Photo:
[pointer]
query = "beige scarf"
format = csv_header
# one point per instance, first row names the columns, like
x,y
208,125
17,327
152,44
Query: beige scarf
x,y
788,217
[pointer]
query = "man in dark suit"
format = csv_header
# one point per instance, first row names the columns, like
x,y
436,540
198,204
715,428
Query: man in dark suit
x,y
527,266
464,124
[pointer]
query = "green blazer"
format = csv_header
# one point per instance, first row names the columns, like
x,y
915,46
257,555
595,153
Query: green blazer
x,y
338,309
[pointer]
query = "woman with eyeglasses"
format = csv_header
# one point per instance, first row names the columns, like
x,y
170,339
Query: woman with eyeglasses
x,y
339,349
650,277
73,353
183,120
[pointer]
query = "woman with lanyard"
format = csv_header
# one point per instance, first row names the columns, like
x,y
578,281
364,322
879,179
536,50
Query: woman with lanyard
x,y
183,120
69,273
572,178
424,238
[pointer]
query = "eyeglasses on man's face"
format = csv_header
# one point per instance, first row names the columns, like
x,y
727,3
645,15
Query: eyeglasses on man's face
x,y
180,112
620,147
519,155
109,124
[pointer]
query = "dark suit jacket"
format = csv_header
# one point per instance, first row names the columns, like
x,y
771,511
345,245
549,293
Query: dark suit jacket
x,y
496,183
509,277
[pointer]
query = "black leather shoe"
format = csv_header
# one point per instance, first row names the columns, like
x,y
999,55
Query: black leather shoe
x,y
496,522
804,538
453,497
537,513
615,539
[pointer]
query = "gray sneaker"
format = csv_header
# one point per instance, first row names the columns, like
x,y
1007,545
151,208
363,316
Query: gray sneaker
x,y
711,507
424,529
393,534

What is being asked: Copy out each record from above, exactly.

Solved problem:
Photo:
[pointer]
query = "beige scarf"
format = csv_header
# one point per instance, first row names the columns, like
x,y
208,125
17,327
152,44
Query: beige scarf
x,y
788,217
[pointer]
query = "man in dark suit"
format = csv_header
# one point per instance, first row names the columns, like
x,y
436,540
198,204
715,428
Query: man in dark suit
x,y
527,266
464,124
[pointer]
query = "green blazer"
format = csv_header
# one point per instance, first row names the columns, like
x,y
915,46
257,555
595,153
Query: green blazer
x,y
338,309
[pointer]
query = "woman with eyeglasses"
format = csv_header
# one point per instance, first row names the columns, like
x,y
170,339
Query: woman with eyeglasses
x,y
339,349
650,277
73,353
183,120
[pointer]
query = "woman with lanyard"
format = csv_header
# one point per instance, first row names the columns, like
x,y
578,281
364,322
879,179
536,50
Query: woman with lanyard
x,y
183,120
69,273
572,178
424,238
[pointer]
query = "eyeglasses on man's face"
format = csv_header
# one point per instance, first row names the columns, like
x,y
727,3
645,15
Query: eyeglasses on man's face
x,y
180,112
620,147
519,155
109,124
[pointer]
query = "dark suit jacket"
format = csv_header
# one point per instance, first row names the columns, like
x,y
771,511
345,245
549,293
Query: dark suit jacket
x,y
496,183
509,277
[pointer]
query = "black leather shoe"
format = csv_header
# one point per instance, first row names the columns, like
x,y
999,55
Query: black leather shoe
x,y
496,522
804,538
453,497
537,513
615,539
[pointer]
query = "gray sneaker"
format = csv_header
# one point per instance, first row names the columns, like
x,y
1007,545
151,208
363,316
Query: gray sneaker
x,y
711,507
424,529
393,534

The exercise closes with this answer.